** Begin **
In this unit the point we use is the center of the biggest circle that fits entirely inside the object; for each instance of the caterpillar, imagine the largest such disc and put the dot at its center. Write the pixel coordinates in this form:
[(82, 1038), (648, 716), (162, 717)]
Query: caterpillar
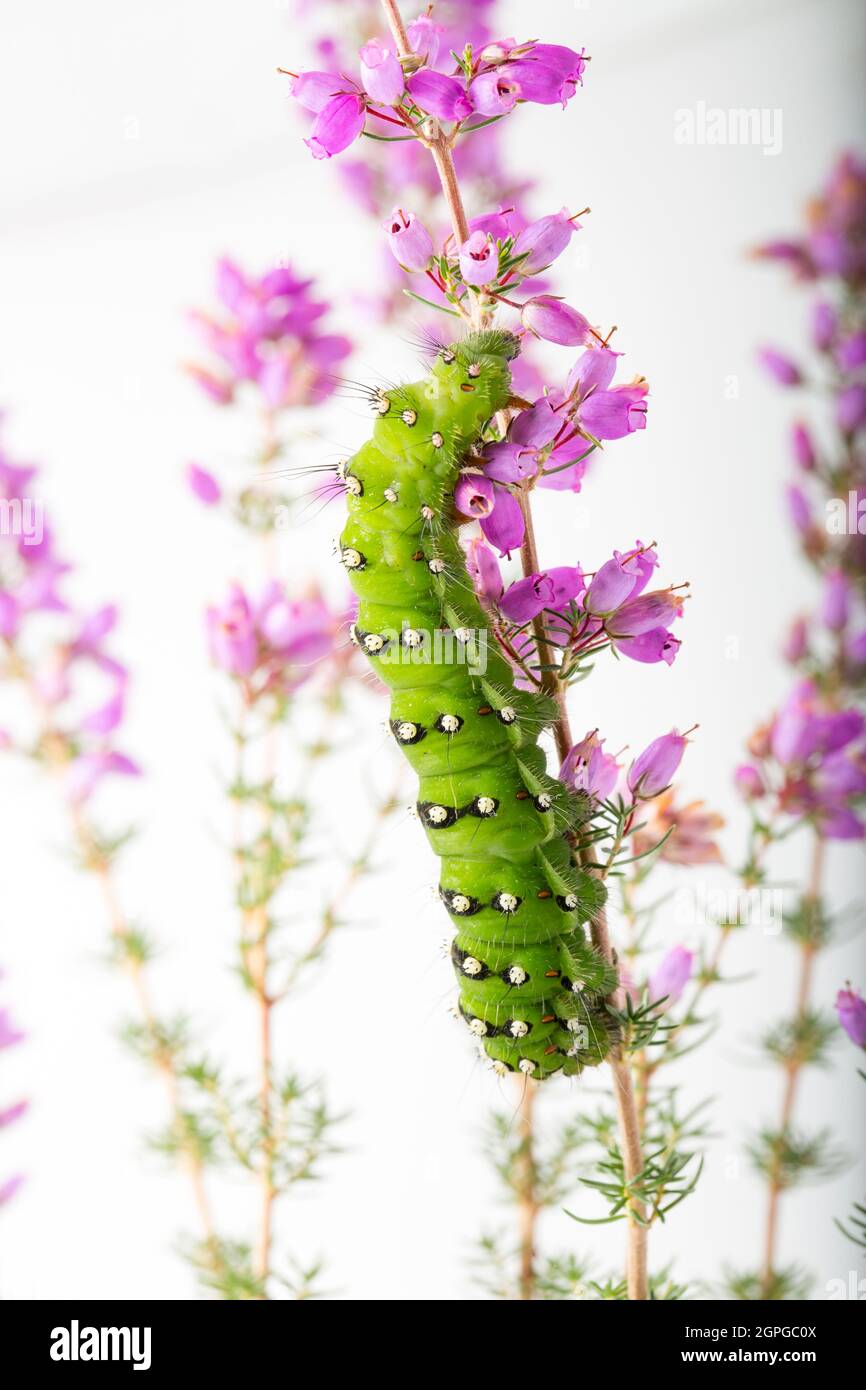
[(531, 986)]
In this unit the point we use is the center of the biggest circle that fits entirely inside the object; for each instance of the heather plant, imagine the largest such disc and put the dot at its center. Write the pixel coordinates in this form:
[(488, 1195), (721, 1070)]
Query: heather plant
[(284, 665), (480, 665), (851, 1012), (64, 704), (266, 341), (806, 769), (10, 1111)]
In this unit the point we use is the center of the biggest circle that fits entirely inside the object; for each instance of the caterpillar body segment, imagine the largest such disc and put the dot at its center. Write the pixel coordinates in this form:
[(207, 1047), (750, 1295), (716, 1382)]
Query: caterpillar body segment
[(531, 984)]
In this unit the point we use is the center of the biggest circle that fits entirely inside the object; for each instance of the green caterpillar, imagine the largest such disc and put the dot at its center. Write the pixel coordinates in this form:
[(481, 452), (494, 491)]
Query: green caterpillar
[(531, 984)]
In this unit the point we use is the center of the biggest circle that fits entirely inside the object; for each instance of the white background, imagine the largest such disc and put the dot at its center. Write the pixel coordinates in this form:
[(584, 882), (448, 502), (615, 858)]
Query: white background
[(141, 141)]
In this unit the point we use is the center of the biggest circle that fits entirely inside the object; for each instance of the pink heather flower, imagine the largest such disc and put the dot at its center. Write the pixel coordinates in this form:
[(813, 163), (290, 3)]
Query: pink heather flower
[(424, 38), (840, 823), (217, 388), (556, 321), (594, 370), (610, 585), (644, 615), (535, 427), (670, 976), (439, 96), (494, 93), (588, 767), (338, 124), (649, 648), (313, 91), (783, 369), (231, 634), (851, 407), (474, 495), (541, 242), (551, 590), (836, 601), (548, 74), (802, 448), (509, 462), (654, 770), (9, 1033), (505, 527), (299, 631), (799, 509), (478, 259), (9, 615), (10, 1187), (484, 570), (748, 781), (109, 716), (88, 770), (409, 241), (797, 641), (494, 223), (851, 352), (855, 648), (851, 1009), (381, 74), (13, 1112), (203, 485), (612, 414)]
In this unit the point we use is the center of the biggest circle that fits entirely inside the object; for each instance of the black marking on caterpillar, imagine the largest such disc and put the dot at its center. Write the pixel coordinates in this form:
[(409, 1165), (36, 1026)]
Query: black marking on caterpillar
[(441, 818), (506, 859), (467, 963), (449, 724), (407, 733), (460, 904)]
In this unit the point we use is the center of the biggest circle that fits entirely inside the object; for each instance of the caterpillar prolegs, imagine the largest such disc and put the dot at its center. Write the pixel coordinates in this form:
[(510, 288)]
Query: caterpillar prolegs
[(531, 984)]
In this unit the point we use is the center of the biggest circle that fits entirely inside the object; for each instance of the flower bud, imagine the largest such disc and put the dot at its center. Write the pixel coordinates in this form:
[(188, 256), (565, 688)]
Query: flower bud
[(409, 241), (556, 321), (541, 242), (478, 259), (381, 74), (655, 767)]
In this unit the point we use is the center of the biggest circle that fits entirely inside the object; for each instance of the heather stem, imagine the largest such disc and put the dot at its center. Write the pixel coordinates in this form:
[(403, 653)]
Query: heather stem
[(526, 1184), (438, 145), (623, 1083), (793, 1072)]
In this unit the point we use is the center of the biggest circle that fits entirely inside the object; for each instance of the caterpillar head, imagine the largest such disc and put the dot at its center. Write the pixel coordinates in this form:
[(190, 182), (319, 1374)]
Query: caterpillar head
[(476, 369)]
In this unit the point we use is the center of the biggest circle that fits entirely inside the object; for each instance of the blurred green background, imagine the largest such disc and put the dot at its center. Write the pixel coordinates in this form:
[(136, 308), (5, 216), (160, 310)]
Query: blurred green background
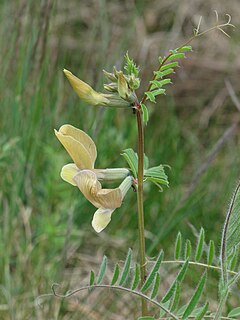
[(45, 224)]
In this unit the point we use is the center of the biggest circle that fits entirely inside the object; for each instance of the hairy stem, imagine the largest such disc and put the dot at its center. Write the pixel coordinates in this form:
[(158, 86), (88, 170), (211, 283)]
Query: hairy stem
[(140, 202)]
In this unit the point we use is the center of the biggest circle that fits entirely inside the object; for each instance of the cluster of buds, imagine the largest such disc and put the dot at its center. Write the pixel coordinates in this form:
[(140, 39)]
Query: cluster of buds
** End **
■ **Exercise instructions**:
Render every line of the records, from the one containing "of the cluster" through the last, as a JSON list of strings with one string per line and no blank lines.

■ **Reply**:
[
  "In this unit the point we use is the center of the biggest circle that fits entirely inside the object; for each instance of the cluster of buds, imagine the largest such disc and put the dot at its center. Write the pixel coordinates in this form:",
  "[(140, 39)]",
  "Query: cluster of buds"
]